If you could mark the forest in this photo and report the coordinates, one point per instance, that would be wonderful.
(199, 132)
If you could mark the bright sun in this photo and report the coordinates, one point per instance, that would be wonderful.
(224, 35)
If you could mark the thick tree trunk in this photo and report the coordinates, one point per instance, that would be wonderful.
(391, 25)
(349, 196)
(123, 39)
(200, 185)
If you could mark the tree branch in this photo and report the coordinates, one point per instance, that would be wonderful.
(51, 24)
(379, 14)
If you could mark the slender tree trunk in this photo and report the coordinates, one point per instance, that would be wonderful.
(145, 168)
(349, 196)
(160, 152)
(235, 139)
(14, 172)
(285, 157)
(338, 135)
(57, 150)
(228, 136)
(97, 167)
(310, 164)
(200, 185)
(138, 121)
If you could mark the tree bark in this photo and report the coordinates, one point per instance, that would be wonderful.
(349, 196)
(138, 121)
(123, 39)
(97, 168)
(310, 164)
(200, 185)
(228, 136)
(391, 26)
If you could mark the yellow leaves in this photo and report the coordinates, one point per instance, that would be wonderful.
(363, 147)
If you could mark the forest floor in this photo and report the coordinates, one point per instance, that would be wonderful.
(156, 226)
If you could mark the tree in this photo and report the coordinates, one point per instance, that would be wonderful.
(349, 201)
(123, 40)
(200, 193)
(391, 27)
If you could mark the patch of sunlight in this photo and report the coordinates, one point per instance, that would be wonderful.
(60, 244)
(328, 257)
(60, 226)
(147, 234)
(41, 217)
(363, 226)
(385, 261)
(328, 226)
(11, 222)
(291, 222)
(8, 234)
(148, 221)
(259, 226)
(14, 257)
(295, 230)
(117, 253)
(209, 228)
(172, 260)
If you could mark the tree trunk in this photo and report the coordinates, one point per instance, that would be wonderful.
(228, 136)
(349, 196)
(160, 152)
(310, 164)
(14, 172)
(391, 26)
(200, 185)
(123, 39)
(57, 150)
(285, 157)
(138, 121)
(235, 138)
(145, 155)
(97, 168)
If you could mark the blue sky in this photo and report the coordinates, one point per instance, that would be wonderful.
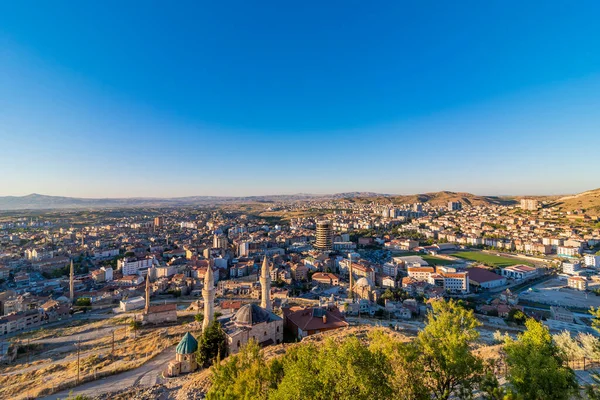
(131, 98)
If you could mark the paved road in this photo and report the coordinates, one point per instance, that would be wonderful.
(147, 375)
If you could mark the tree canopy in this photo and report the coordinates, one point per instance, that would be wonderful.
(211, 345)
(536, 367)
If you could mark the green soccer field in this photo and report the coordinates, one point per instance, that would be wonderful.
(489, 259)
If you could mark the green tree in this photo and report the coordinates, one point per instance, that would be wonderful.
(211, 345)
(445, 350)
(245, 375)
(344, 371)
(405, 375)
(517, 316)
(536, 367)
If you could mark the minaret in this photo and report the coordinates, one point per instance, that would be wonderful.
(265, 284)
(147, 308)
(72, 283)
(208, 293)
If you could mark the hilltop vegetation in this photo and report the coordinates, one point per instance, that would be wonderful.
(440, 363)
(588, 201)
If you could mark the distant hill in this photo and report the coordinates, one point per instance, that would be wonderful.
(588, 201)
(42, 202)
(438, 199)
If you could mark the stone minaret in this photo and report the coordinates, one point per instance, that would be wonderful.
(208, 293)
(265, 284)
(147, 308)
(72, 283)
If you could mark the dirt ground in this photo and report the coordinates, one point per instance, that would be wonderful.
(555, 292)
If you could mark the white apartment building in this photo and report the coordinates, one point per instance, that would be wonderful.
(390, 269)
(592, 260)
(568, 251)
(420, 273)
(456, 281)
(107, 253)
(571, 268)
(108, 273)
(130, 266)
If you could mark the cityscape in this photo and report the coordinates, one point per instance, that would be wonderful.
(279, 201)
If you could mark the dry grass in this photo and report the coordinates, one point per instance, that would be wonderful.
(95, 361)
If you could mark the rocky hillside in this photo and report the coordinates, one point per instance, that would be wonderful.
(588, 201)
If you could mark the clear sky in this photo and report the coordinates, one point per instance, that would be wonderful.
(174, 98)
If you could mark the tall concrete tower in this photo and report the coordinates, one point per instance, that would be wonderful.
(324, 240)
(208, 294)
(351, 285)
(147, 308)
(265, 284)
(72, 283)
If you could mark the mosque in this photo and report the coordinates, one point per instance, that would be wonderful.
(185, 357)
(251, 321)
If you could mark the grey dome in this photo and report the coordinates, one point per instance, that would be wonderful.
(251, 314)
(364, 282)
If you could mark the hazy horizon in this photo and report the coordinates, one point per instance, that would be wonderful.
(303, 193)
(110, 100)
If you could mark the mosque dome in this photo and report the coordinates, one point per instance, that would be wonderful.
(364, 282)
(251, 314)
(188, 344)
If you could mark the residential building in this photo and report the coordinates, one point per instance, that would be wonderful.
(529, 204)
(592, 260)
(130, 266)
(325, 279)
(484, 278)
(324, 236)
(571, 268)
(454, 205)
(309, 321)
(519, 272)
(420, 273)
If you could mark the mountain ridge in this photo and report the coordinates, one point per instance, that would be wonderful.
(589, 200)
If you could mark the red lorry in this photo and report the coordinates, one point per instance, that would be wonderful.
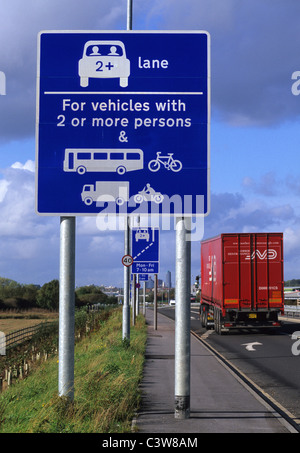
(241, 281)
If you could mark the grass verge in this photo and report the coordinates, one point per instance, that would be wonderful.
(108, 371)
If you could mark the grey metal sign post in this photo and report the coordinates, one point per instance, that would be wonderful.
(126, 305)
(66, 307)
(182, 319)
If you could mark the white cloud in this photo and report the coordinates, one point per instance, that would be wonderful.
(29, 165)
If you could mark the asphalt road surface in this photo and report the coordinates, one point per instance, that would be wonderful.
(269, 358)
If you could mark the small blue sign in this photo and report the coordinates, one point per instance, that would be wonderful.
(145, 250)
(142, 277)
(123, 123)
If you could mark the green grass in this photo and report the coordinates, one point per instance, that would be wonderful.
(107, 376)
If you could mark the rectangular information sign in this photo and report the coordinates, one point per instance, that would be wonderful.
(123, 122)
(145, 250)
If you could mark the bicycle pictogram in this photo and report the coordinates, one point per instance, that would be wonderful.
(167, 161)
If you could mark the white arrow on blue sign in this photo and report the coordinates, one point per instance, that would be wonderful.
(123, 122)
(145, 250)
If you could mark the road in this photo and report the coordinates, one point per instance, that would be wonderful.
(265, 357)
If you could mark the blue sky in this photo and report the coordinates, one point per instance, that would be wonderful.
(255, 129)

— Exercise objective —
Since the pictures don't belong in the copy, copy only the rest of the entries above exactly.

— Exercise response —
If you could mark the forest in this photo and report the coordinates, one point per instance, that would be wonderful.
(199, 132)
If you could mark the bright sun in this photo and report the coordinates, one point per instance, that would be wonderful.
(224, 35)
If you could mark the thick tree trunk in this photo and report the coordinates, one point per instance, that would be wonderful.
(391, 25)
(349, 196)
(123, 39)
(200, 185)
If you could mark the tree branch in this photo and report the coordinates, one point per instance, that would be wonderful.
(51, 24)
(379, 14)
If you could mark the slender tree trunk in this photo and report the coordinates, one point per instance, that would be wonderful.
(145, 168)
(349, 196)
(160, 152)
(235, 139)
(14, 172)
(285, 157)
(338, 135)
(57, 150)
(228, 136)
(97, 167)
(310, 164)
(200, 185)
(138, 121)
If you could mark the tree bark in this photo and report the coordinates, one point per instance, that would be wonderful.
(349, 196)
(138, 121)
(123, 39)
(97, 168)
(310, 164)
(200, 185)
(228, 136)
(391, 26)
If you could mark the yellow leaves in this photo and report the coordinates, one point per instance, that would be wonderful.
(363, 147)
If you could mark the forest floor in this photo and report the coordinates, one point per instance, that would be wonderful.
(156, 226)
If you could mark the tree in this photo and report the coordinates, one point per instance, that would be wonderful.
(349, 201)
(123, 40)
(200, 193)
(391, 27)
If you could mark the patch of sunlight in this photo and report the coordinates, one point per instance, that would be wonderful.
(60, 244)
(328, 257)
(60, 226)
(147, 234)
(41, 217)
(363, 226)
(385, 261)
(328, 226)
(11, 222)
(291, 222)
(8, 234)
(148, 221)
(259, 226)
(14, 257)
(295, 230)
(117, 253)
(209, 228)
(172, 260)
If you could mark the tree trunk in this photo and report the coordinates, one point per instance, that would be wonderful.
(228, 136)
(349, 196)
(160, 152)
(310, 164)
(14, 172)
(391, 26)
(200, 185)
(123, 39)
(57, 150)
(285, 157)
(138, 121)
(235, 138)
(145, 155)
(97, 168)
If you could mark the blue sky in this photo and report the coordinates, one point per instance, that would be wonderful.
(131, 98)
If you could mark the paved road in this photo and report the coordinates, one point per instance, that would be wonderful.
(147, 375)
If you could mark the tree canopy in this photo and report the coordinates, one point per instance, that would be wonderful.
(211, 345)
(536, 367)
If you could mark the green soccer field in this photo and report the coordinates, one point per instance, that would be wonderful.
(489, 259)
If you could mark the green tree in this photo and report the coordinates, one point per instance, that would be wonderful.
(211, 345)
(445, 350)
(245, 375)
(344, 371)
(405, 375)
(517, 316)
(536, 367)
If you could mark the minaret in this photo and report the coordinates, one point per instance, that would be wonderful.
(265, 284)
(147, 308)
(72, 283)
(208, 293)
If you could mark the hilltop vegetation in this photo and report the coordinates, one point per instance, that would be wonderful.
(440, 363)
(588, 201)
If you could mark the distant hill in this photo and report the coordinates, one point per instance, that would be wonderful.
(588, 201)
(42, 202)
(438, 199)
If you could mark the stone minaret in this photo and report the coordinates, one point per instance, that would be wonderful.
(208, 293)
(265, 284)
(147, 308)
(72, 283)
If you could mark the dirt ground in this photo and report the coordinates, one point per instance, that would be wonderful.
(555, 292)
If you could mark the white apartment building in this photo and report the coordinates, one point per instance, that would be wonderful.
(390, 269)
(592, 260)
(568, 251)
(420, 273)
(456, 281)
(107, 253)
(571, 268)
(108, 273)
(130, 266)
If you could mark the cityscape in this photo and report the coordinates, one point per instance, that would be wonderful.
(279, 201)
If you could mark the dry grass in this photo and report the coordinates, one point per instance, that would be wonderful.
(95, 361)
If you could mark the rocky hillside in this photo and report the coordinates, one point per instance, that would be wonderful.
(588, 201)
If you could mark the clear sky in this photo and report the coordinates, one point per instance, that would be wonderful.
(174, 98)
If you could mark the tall concrete tower in this photo and report the coordinates, one point per instance, that would be wonderful.
(324, 240)
(208, 294)
(351, 285)
(147, 308)
(265, 284)
(72, 283)
If you could mark the mosque in this photo and report the coordinates, one point per instance, that would be wonderful.
(185, 357)
(251, 321)
If you could mark the grey dome in this photo and report the coordinates, one point per instance, that would be wonderful.
(251, 314)
(364, 282)
If you could mark the hazy horizon in this photo and report the coordinates, one point per instance, that would be wonderful.
(303, 193)
(110, 100)
If you could mark the mosque dome in this photo and report the coordinates, one point per instance, that would be wonderful.
(364, 282)
(251, 314)
(188, 344)
If you could mark the residential building in this photo and report the coordinates, one point per instance, that would be wonderful.
(529, 204)
(592, 260)
(130, 266)
(325, 279)
(484, 278)
(324, 236)
(571, 268)
(454, 205)
(309, 321)
(519, 272)
(420, 273)
If you could mark the mountain ridge in this photo and report the coordinates, one point per instance, that would be wonderful.
(589, 200)
If you could mark the red lorry in this photo and report the coordinates, one point per instance, that would be wonderful.
(241, 281)
If you could mark the grass verge in this photo and report the coordinates, one point per instance, that would be wonderful.
(108, 371)
If you could mark the grey metal sign post in this photo and report the coordinates, one point per instance, that would be wonderful.
(126, 305)
(66, 307)
(182, 319)
If you could mark the white cloud in this photo and report the coordinates, one point per instance, that would be wonderful.
(29, 165)
If you could mark the asphalt road surface in this photo and report the coordinates, one point per instance, that would be wonderful.
(269, 358)
If you could mark the small blue sign in this photo and report the coordinates, one point per instance, that would be wonderful.
(145, 250)
(142, 277)
(123, 123)
If you could mark the green grass in this photo and report the coordinates, one point per instance, that would be wonderful.
(107, 376)
If you could mark the rectangular information sign in this photo and report the coordinates, one point per instance, that would be wonderful.
(123, 122)
(145, 250)
If you could mark the bicycle pictogram in this photo and report the coordinates, one point per instance, that would be wonderful.
(167, 161)
If you could mark the white arrow on blue sign in this photo and report the coordinates, one point per instance, that would be wonderful.
(123, 122)
(145, 250)
If you could mark the road in this photo and report the coordinates, one point per instance, that would be wonderful.
(265, 357)
If you could mark the blue sky in this photo and report the coordinates, one point per instance, that would be wonderful.
(255, 129)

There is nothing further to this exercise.